-------- Passage given --------

Reducing Train Delays with Machine Learning-Based Predictive Maintenance for Railways

Mohammad Khalilzadeh; Dragan Pamucar; Ali Heidari

doi:10.31181/dmame8220251514

Authors

Mohammad Khalilzadeh Industrial Engineering Department, Faculty of Engineering and Natural Sciences, Istinye University, 34396 Sarıyer, Istanbul, Turkey
Dragan Pamucar Széchenyi István University, Győr, Hungary
Ali Heidari School of Industrial Engineering, College of Engineering, University of Tehran, Tehran, Iran.

-------- Data supplied --------

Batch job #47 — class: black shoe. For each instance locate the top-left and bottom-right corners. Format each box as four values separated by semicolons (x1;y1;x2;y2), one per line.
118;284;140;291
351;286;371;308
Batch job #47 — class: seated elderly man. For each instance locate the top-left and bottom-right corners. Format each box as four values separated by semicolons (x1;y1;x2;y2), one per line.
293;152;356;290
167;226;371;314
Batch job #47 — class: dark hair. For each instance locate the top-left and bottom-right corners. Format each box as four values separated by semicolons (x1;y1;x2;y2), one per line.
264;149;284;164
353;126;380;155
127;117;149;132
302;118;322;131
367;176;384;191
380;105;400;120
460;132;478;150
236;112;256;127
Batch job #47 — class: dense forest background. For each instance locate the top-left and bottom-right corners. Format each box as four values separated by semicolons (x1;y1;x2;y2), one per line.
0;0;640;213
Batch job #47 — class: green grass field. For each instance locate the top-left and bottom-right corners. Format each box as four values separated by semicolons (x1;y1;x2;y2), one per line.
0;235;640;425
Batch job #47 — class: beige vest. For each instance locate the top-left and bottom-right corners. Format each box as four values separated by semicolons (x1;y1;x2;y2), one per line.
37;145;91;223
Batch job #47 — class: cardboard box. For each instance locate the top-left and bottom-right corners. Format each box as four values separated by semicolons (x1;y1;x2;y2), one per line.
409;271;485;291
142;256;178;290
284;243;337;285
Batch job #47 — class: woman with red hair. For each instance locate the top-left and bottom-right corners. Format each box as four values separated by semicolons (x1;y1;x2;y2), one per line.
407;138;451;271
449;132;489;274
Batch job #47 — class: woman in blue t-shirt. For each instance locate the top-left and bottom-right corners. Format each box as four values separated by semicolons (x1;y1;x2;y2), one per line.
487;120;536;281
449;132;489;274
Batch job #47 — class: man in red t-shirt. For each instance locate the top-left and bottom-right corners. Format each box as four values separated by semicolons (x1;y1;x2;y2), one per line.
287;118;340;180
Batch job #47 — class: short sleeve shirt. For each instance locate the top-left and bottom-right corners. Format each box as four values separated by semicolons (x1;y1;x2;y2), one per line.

--------
-------- Data supplied --------

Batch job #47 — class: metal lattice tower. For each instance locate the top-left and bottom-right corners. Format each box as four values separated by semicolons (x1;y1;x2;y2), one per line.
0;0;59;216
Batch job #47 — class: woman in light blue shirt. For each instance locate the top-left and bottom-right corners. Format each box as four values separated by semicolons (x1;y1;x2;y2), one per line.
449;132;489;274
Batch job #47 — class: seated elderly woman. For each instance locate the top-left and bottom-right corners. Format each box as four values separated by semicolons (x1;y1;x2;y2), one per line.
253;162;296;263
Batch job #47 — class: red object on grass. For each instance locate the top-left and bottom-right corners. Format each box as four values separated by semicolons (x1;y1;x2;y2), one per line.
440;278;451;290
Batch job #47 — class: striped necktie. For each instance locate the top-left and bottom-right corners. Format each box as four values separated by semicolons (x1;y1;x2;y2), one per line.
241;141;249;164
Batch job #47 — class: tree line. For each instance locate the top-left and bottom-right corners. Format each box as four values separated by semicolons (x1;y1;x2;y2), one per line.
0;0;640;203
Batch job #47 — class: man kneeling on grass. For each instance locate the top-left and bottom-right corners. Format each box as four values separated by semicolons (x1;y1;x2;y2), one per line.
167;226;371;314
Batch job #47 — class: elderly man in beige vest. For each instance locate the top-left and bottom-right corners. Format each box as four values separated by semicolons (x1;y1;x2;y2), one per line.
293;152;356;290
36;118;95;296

--------

→ Goals:
**A.** From the railway maintenance article header, copy out word for word the part starting at "doi:10.31181/dmame8220251514" and ending at "Tehran, Tehran, Iran.".
**B.** List every author named in the railway maintenance article header.
None of the records have any bearing on the work here.

→ Answers to the problems:
**A.**
doi:10.31181/dmame8220251514

Authors

Mohammad Khalilzadeh Industrial Engineering Department, Faculty of Engineering and Natural Sciences, Istinye University, 34396 Sarıyer, Istanbul, Turkey
Dragan Pamucar Széchenyi István University, Győr, Hungary
Ali Heidari School of Industrial Engineering, College of Engineering, University of Tehran, Tehran, Iran.

**B.**
Mohammad Khalilzadeh
Dragan Pamucar
Ali Heidari